What you need to do » In the post, rewrite the part that opens with "In the spirit" and closes with "with the natives.", putting "Italian" in place of "French".

Quoted text »
──────────

I need to work on this.

In the spirit of getting started, I wanted to share some of the good stuff that has been going on.

Shroomi turned two a few months ago. She’s big, strong and healthy. She can count to 20 in both English and German, and read the corresponding numbers. We’re struggling a bit with the alphabet, but that’s mostly because she doesn’t understand why some of the capital letters don’t look anything like the lower case letters. She is turning into a charming, polite, thoughtful little girl, and I’m absurdly proud of her.

I finally got around to learning French. Once I found a method that worked for me things became much simpler. There is still a lot of work to do with vocabulary, and my pronunciation is probably terrible, but I feel confident to try talking with the natives.

The website that I’ve been building for more than a year is online at www.languagelearning.ninja/. There is an incredible amount of work that still needs to be done on it, but I faced my fear and put part of it up. Users can register, play some of the games, and work with 6 different languages. Originally I was going to work on the language and content side of the project while a programmer I know did the code, and we were talking about bringing a designer on. Working with other people fell through for various reasons, but I still managed to launch by the original date, and with more languages than we originally discussed.

──────────

Stored rows »

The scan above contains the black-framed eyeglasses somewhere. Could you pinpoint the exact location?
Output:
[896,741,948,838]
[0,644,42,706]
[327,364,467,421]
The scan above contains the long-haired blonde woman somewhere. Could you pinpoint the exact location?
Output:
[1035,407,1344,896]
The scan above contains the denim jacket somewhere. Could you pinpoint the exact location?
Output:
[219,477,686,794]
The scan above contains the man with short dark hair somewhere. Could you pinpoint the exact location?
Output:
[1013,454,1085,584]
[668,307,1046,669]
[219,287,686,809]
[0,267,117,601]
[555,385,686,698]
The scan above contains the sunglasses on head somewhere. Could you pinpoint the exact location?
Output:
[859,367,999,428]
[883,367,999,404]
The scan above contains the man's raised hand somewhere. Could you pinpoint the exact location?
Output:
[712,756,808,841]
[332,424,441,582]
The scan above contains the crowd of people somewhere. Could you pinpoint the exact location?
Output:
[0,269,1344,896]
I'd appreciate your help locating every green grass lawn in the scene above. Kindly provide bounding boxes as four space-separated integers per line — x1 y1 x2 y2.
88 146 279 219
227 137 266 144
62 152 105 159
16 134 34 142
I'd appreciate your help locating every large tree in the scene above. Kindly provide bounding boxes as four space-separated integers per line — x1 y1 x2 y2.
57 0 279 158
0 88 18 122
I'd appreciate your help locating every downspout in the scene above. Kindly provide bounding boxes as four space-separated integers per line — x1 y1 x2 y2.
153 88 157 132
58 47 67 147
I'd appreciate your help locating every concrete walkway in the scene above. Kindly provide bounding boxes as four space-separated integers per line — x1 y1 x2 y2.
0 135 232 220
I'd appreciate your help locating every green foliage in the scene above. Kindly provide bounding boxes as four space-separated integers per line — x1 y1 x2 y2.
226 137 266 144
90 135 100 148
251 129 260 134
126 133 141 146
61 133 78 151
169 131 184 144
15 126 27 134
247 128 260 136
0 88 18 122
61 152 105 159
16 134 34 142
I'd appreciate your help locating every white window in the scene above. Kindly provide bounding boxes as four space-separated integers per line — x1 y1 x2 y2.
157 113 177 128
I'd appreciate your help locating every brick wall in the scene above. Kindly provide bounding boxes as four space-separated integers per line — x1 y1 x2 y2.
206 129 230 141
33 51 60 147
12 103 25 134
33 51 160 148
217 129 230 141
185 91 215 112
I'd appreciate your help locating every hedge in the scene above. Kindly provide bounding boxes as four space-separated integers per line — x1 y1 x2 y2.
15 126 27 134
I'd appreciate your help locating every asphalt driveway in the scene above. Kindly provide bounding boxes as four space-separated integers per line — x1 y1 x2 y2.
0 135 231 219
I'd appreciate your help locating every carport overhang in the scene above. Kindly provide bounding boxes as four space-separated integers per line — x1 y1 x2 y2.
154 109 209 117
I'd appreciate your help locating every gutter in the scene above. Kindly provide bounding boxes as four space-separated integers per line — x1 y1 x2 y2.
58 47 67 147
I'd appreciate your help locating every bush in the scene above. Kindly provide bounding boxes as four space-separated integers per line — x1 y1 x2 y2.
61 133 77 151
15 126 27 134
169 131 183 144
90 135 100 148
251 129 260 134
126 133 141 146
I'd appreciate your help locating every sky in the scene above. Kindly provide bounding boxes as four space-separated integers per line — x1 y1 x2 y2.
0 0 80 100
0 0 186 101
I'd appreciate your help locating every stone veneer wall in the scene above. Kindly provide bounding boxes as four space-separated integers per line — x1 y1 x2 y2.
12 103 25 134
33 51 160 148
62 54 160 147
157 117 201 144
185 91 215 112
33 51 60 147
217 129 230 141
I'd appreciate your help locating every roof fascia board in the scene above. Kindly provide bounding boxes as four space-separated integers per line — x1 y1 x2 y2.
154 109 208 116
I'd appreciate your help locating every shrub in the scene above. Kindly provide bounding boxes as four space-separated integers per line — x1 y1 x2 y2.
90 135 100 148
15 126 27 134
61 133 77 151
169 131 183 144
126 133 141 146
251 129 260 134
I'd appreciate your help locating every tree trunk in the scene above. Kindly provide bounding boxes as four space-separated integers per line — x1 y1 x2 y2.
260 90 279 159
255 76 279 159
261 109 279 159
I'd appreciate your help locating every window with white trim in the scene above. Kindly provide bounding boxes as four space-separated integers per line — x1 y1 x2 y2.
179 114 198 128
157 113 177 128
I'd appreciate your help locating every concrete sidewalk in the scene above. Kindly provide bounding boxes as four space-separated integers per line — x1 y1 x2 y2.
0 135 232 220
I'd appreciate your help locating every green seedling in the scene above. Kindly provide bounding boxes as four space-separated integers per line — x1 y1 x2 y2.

──────────

Solution to this problem »
In the spirit of getting started, I wanted to share some of the good stuff that has been going on.

Shroomi turned two a few months ago. She’s big, strong and healthy. She can count to 20 in both English and German, and read the corresponding numbers. We’re struggling a bit with the alphabet, but that’s mostly because she doesn’t understand why some of the capital letters don’t look anything like the lower case letters. She is turning into a charming, polite, thoughtful little girl, and I’m absurdly proud of her.

I finally got around to learning Italian. Once I found a method that worked for me things became much simpler. There is still a lot of work to do with vocabulary, and my pronunciation is probably terrible, but I feel confident to try talking with the natives.